### Your goal
Each entry below must be repeated word for word.

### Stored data
^^^^^^^^^^^^^^^^
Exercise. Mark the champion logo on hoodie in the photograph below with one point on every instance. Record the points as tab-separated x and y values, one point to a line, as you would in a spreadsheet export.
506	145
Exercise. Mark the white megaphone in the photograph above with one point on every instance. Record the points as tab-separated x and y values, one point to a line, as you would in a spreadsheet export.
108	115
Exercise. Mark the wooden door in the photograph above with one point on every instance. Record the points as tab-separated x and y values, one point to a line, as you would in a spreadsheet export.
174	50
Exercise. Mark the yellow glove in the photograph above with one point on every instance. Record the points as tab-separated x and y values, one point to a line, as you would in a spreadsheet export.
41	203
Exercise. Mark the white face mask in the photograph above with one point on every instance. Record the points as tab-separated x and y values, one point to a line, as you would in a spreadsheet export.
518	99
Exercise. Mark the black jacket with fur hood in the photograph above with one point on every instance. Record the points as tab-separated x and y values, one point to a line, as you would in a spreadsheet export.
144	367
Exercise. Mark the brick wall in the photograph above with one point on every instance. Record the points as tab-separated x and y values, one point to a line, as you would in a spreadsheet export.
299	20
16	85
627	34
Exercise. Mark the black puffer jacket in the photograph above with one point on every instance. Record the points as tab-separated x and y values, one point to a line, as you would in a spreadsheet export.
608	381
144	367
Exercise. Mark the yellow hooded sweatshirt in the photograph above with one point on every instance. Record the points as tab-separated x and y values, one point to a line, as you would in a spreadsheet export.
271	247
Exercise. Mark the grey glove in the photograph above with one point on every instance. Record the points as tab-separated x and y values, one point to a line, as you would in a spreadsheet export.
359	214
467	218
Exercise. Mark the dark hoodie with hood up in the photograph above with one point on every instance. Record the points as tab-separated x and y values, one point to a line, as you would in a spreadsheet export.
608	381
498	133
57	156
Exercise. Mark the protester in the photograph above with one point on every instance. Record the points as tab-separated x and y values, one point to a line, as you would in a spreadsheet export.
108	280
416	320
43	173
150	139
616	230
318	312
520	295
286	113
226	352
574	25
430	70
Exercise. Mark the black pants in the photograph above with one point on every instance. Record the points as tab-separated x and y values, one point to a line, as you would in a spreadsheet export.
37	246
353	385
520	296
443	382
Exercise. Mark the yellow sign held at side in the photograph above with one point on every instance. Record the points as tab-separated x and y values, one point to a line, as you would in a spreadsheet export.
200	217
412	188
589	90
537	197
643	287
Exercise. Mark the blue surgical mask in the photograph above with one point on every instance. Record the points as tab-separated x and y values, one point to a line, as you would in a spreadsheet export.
^^^^^^^^^^^^^^^^
### Written answer
Exercise. Mark the champion logo on hoodie in the photograph below with one point on every instance. Record the points as tab-separated x and y values, one point to a line, as you would in a spreadsheet export.
506	145
Exercise. Mark the white megaphone in the photograph above with one point on every instance. Record the points as tab-separated x and y values, one point to a line, as you would in a spreadsheet export.
108	115
Exercise. Mark the wooden door in the photograph above with one point on every instance. Record the points as tab-separated x and y values, one point to a line, as you would in a spreadsheet export.
174	50
Exercise. Mark the yellow glove in the photograph above with one point on every instance. Record the points as tab-separated x and y values, one point to a line, as you would in a spreadsheet export.
41	203
Exercise. Mark the white face mask in the photograph above with one point on every instance. Record the points as tab-separated x and y values, one point to a line, as you would in a spreadsheet export.
518	99
Exercise. Mark the black jacket with fur hood in the photograph above with one point on every instance. Record the points as tab-separated x and y values, one point to a line, as you would in a spreadsheet export.
144	367
Exercise. Mark the brick wall in the photograph above with one point on every instance. Record the points as tab-separated x and y values, one point to a line, as you would in a spreadsheet export.
299	20
16	85
627	34
Exercise. Mark the black puffer jacket in the photograph above with one point on every instance. Record the points as tab-separated x and y values, one point to a line, as you would in a spreadsheet export.
608	381
144	367
Exercise. Mark the yellow hooded sweatshirt in the photograph above with one point on every instance. Record the points as tab-separated x and y values, one point to a line, as you would in a spreadsheet export.
271	247
Exercise. Mark the grey glove in the photograph above with one point on every instance. Record the points as tab-separated x and y values, one point to a line, as you would in a spreadsheet export.
359	214
467	218
Exercise. Mark the dark hoodie with hood up in the photograph above with one point on every instance. Record the points as tab-separated x and y values, one point to a line, as you would in a spreadsheet export.
608	381
498	133
57	156
Exercise. Mark the protester in the photograph above with one point on every instance. Record the points as tab-separated x and y values, one point to a line, as you would in a spreadsheet export.
108	280
416	320
43	173
150	139
616	230
318	312
520	295
286	113
226	352
574	25
430	70
Exercise. Mark the black pants in the photograph above with one point on every instance. Record the points as tab-separated x and y values, one point to a line, as you would in a spreadsheet export.
37	246
353	385
520	296
443	382
Exercise. Mark the yellow sign held at side in the photograph above with one point on every instance. Record the points as tab-separated x and y values, one point to a line, as you would in a spreadsheet export.
200	217
412	188
589	90
537	197
643	287
Exercise. Mark the blue surgical mask in the photograph above with one point on every instance. Record the points as tab-separated x and y values, one point to a line, as you would in a spreadsheet export.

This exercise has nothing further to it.